AUFGABEN →
1/ Gib aus dem Text über die Pflege den Abschnitt wortgetreu aus, der mit den Worten „Klar ist für“ anfängt und mit „in Stuttgart weiter.“ aufhört.
2/ Für wie viele Patienten ist eine Pflegekraft in der Schweiz in normalen Tagschichten laut dem Text über die Pflege zuständig?

*** VORLIEGENDER TEXT ***

Gewerkschaftssekretärin Silke Hansen vom Fachbereich Gesundheit, soziale Dienste, Wohlfahrt und Kirchen in Baden-Württemberg sieht es genauso. "Die Personaldecke ist zu kurz, egal, an welcher Ecke man zieht." In Deutschland sei die Arbeit in der Pflege "maximal verdichtet". In den normalen Tagschichten sei eine Pflegekraft durchschnittlich für bis zu zwölf Patienten zuständig, in Großbritannien oder Frankreich für bis zu acht Patienten und in der Schweiz seien es nur um die fünf.

"Es geht dabei nicht nur um uns als Personal", fügte Julia Stemmler hinzu. Sie ist Pflegekraft und berichtete über ihren Arbeitsalltag. "Der macht uns auf Dauer krank, wir sind überlastet. Und darunter leiden dann auch die Patienten." Viele Kollegen würden nach der Ausbildung kündigen. Und Martina Weyrauch, Mitglied der Tarifkommission, nennt eine weitere Konsequenz: "Früher war es möglich, kritischer aus den Bewerbern für diesen Job auszuwählen."

Klar ist für die Gewerkschaft: Mehr Personal auf der einen Station darf nicht zu weniger Personal auf der anderen Station führen. "Wir sind aber zuversichtlich, dass sich die Arbeitgeber inzwischen etwas überlegt haben", meinte Silke Hansen. "Der Streik wird schon schmerzhaft für sie werden", ergänzte Lippl. Man könne aber auch durchaus "noch mehr Druck erzeugen" als mit dem morgigen Warnstreik. Der nächste Verhandlungstermin steht jedenfalls: Schon diesen Freitag geht es in Stuttgart weiter.

*** DATENSÄTZE ***

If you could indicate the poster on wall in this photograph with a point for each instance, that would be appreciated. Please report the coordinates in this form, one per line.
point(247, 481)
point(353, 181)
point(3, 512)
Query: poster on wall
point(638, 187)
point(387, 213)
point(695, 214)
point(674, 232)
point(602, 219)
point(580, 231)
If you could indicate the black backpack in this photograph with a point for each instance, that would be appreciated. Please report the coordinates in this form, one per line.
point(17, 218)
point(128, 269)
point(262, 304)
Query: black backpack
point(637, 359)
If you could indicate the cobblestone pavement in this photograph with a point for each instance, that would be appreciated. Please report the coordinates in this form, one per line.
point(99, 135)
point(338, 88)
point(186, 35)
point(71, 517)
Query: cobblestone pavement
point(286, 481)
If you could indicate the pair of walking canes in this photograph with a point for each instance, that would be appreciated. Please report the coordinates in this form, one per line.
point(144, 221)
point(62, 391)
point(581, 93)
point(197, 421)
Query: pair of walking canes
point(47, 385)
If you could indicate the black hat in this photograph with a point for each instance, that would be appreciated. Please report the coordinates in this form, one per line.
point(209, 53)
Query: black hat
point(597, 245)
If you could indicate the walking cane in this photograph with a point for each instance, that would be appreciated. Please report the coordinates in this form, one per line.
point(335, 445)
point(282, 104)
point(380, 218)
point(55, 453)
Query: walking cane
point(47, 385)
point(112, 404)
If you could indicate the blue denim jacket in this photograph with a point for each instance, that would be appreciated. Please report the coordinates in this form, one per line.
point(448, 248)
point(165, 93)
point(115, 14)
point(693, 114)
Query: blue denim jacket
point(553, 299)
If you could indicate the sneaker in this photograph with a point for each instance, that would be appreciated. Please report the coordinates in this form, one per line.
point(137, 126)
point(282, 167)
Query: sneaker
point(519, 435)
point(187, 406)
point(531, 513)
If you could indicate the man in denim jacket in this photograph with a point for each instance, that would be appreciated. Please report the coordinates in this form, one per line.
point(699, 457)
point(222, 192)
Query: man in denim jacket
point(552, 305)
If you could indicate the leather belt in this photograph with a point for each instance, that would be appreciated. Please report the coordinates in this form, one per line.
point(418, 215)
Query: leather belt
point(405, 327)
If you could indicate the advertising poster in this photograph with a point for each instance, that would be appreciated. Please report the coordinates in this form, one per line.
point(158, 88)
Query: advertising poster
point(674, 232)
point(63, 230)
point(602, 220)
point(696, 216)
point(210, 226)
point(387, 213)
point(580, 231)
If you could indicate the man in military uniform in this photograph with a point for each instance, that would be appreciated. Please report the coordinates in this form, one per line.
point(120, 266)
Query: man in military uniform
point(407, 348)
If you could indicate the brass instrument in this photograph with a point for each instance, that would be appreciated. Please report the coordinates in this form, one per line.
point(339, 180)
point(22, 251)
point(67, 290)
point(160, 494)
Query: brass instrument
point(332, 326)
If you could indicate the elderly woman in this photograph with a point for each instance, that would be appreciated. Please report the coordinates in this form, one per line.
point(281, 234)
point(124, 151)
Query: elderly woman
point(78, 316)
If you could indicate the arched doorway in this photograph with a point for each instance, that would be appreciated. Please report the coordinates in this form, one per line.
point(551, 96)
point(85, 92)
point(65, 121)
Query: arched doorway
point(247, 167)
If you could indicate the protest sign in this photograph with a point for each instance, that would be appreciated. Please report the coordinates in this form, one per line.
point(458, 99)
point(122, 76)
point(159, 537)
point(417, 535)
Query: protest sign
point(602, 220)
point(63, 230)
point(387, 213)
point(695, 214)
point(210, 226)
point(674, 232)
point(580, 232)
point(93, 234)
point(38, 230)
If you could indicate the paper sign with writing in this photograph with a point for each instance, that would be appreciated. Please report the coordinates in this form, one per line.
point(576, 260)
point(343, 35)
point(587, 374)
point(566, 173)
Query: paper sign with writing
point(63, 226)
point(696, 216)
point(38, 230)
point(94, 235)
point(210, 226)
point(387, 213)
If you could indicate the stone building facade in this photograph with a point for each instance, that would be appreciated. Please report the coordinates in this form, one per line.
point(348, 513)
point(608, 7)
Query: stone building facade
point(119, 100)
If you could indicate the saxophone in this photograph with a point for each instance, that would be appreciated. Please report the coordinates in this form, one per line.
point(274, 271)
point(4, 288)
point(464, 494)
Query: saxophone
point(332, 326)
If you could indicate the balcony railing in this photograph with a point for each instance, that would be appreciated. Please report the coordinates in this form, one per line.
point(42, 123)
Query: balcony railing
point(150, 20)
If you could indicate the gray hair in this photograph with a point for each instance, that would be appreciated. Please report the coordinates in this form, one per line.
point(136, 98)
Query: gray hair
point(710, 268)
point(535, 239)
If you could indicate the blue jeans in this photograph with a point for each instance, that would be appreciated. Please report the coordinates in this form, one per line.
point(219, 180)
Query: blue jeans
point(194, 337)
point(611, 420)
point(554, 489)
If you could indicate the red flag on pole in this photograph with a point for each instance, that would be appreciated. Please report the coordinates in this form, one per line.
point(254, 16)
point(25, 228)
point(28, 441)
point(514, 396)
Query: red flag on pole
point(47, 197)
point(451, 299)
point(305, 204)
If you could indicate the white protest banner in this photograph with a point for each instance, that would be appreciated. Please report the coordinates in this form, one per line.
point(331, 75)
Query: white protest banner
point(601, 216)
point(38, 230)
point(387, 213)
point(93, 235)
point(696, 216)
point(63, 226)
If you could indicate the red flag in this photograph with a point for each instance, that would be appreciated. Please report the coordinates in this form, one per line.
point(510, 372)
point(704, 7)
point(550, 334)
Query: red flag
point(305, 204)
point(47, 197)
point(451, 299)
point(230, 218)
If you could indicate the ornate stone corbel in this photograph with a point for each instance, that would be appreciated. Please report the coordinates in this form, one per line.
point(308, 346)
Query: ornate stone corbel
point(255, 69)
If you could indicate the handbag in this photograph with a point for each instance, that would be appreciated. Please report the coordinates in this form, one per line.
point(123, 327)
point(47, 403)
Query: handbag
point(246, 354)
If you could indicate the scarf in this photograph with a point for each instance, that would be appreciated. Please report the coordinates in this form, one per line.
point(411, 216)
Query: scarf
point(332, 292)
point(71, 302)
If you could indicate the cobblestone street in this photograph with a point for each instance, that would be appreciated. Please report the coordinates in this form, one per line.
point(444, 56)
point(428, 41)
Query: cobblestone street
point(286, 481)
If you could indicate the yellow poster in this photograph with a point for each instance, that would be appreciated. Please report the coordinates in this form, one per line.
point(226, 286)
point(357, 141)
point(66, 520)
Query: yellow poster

***

ERGEBNISSE →
1/
Klar ist für die Gewerkschaft: Mehr Personal auf der einen Station darf nicht zu weniger Personal auf der anderen Station führen. "Wir sind aber zuversichtlich, dass sich die Arbeitgeber inzwischen etwas überlegt haben", meinte Silke Hansen. "Der Streik wird schon schmerzhaft für sie werden", ergänzte Lippl. Man könne aber auch durchaus "noch mehr Druck erzeugen" als mit dem morgigen Warnstreik. Der nächste Verhandlungstermin steht jedenfalls: Schon diesen Freitag geht es in Stuttgart weiter.

2/ Für nur um die fünf Patienten.